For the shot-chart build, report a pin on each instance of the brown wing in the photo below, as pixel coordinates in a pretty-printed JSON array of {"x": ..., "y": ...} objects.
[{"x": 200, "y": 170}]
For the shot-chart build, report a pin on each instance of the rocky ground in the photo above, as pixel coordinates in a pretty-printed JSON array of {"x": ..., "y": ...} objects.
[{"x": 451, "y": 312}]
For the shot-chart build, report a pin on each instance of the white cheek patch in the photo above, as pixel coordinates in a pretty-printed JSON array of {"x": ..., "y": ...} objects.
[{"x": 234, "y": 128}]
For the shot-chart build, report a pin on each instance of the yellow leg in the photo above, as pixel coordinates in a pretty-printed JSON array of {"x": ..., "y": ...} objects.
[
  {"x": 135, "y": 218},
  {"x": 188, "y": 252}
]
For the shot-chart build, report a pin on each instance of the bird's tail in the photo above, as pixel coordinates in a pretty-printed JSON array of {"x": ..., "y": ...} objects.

:: WHAT THIS TASK INVOLVES ::
Copy exactly the lines from the one with "of the white" down to the last line of the records above, and leave out everything else.

:: REPLY ::
For the shot-chart build, report a pin on each instance of the white cheek patch in the photo above, as pixel coordinates in a pretty-printed JSON array of {"x": ..., "y": ...} objects.
[{"x": 234, "y": 128}]
For the shot-chart build, report a pin on each instance of the yellow leg in the photo above, as pixel coordinates in a pretty-printed JSON array of {"x": ..., "y": ...} objects.
[
  {"x": 135, "y": 218},
  {"x": 188, "y": 252}
]
For the shot-chart build, report a pin on each instance of the bird's tail in the photo above, as pixel coordinates in a pretty-printed JSON array of {"x": ..., "y": ...} objects.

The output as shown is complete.